• Your task: Can the data below be set down again exactly, line for line?

>> Start Information shown

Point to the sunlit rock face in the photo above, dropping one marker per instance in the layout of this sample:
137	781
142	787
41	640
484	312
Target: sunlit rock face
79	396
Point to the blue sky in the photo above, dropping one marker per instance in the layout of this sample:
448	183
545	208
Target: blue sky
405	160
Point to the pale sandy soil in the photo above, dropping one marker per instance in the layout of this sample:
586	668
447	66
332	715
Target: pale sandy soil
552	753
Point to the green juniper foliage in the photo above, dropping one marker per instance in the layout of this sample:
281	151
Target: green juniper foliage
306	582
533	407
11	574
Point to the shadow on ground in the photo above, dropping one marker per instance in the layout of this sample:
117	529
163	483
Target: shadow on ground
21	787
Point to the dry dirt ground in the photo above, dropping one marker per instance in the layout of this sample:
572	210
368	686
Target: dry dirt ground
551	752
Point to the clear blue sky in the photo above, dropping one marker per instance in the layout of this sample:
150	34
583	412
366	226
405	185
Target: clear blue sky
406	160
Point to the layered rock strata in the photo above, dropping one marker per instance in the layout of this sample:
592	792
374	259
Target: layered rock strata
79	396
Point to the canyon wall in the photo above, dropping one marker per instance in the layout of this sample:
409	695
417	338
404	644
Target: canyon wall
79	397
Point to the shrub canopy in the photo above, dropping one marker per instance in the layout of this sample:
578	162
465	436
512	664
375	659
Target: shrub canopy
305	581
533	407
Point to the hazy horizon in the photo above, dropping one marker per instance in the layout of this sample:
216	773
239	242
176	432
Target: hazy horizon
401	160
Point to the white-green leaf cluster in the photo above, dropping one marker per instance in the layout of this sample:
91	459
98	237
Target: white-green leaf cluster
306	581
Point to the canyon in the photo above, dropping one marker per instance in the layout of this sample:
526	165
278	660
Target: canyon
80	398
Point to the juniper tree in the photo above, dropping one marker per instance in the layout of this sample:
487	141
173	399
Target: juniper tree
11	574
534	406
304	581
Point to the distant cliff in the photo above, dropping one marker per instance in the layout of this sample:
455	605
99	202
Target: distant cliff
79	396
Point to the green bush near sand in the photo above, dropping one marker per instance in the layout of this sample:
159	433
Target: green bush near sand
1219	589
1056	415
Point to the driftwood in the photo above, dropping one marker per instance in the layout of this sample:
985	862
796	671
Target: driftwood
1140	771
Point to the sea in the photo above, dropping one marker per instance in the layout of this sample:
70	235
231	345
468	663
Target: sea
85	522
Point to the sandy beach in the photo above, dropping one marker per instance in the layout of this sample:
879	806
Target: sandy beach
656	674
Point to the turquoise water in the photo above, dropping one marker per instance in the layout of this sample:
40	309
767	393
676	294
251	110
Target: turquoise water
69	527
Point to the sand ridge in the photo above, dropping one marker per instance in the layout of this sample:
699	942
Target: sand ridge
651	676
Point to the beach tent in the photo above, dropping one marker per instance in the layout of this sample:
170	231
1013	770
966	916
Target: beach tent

>> End Information shown

• Output:
Point to the sunlit rock face in the photo above, dropping one marker per instance in the layout of this sample:
137	781
142	787
41	640
484	312
Target: sunlit rock face
79	396
Point to the blue sky in the photo above, dropping one marker per instance in the layout of this sample:
448	183
545	208
Target: blue sky
405	160
Point to the pale sandy soil in the photo above, dropping one marker per instance in the layout of this sample:
586	668
447	66
332	715
Target: pale sandy soil
552	753
Point to the green juniper foliage in the photo above, dropping one marker per instance in the layout of this sample:
281	151
Target: green juniper foliage
306	582
533	407
11	574
Point to the shadow on ground in the photo above, dropping one marker per instance in the layout of this sample:
117	529
163	483
Target: shadow on ground
21	787
Point to the dry dirt ground in the photo above, dropping one marker per instance in the layout of this sample:
572	210
368	686
Target: dry dirt ground
551	752
Point to the clear blue sky in the photo above, dropping one marker per instance in the layout of this sample:
150	34
583	412
366	226
405	185
Target: clear blue sky
406	160
Point to the layered rock strata in the photo above, dropping one marker per instance in the layout of this sample:
592	792
374	259
Target: layered rock strata
79	396
Point to the canyon wall in the photo above, dropping one marker per instance in the layout of this sample:
409	695
417	338
404	644
Target: canyon wall
79	397
Point to the shrub canopy in the photo above, dropping one marker per instance in the layout of this sample:
578	162
465	436
512	664
375	659
Target: shrub canopy
305	581
533	407
Point to the hazy horizon in the photo above, dropping one marker per instance in the layout of this sample:
216	773
239	242
176	432
Target: hazy horizon
401	160
Point to the white-green leaf cluster in the photo above, dropping one marker per instance in the layout of this sample:
91	459
98	237
Target: white-green leaf cluster
306	581
Point to the canyon in the photo above, dropping one marker per instance in the layout of this sample:
526	165
278	660
Target: canyon
80	398
Point to the juniper tree in the photo above, dropping one marker per instance in the layout of this sample:
487	141
173	399
Target: juniper tree
11	574
534	406
304	581
Point to the distant cliff in the photo above, dropping one marker per instance in the layout of this sample:
455	605
99	202
Target: distant cliff
79	396
Point to the green bush near sand in the photo above, dropping one marker per instance in the layout of this sample:
159	433
Target: green bush near sand
1219	589
1056	415
Point to the driftwood in the photo above, dropping one marker per instance in the layout of this sample:
985	862
796	671
Target: driftwood
1140	771
Point to the sea in the photo above, dropping one marker per instance in the layout of this sample:
70	235
231	345
468	663
Target: sea
85	522
Point to the sandy beach in the photo above, dropping one marker per instance in the layout of this sample:
879	806
Target: sandy beach
656	674
Point to the turquoise water in the photo above, dropping one marker per instance in the layout of this sample:
40	309
767	393
676	294
251	110
Target: turquoise water
69	527
Point to the sand ridge in the photo above, dropping one marker per instance in the layout of this sample:
699	942
Target: sand ridge
651	676
Point to the beach tent in the photo above, dropping one marker per instance in the layout of this sample:
170	231
1013	770
966	916
Target: beach tent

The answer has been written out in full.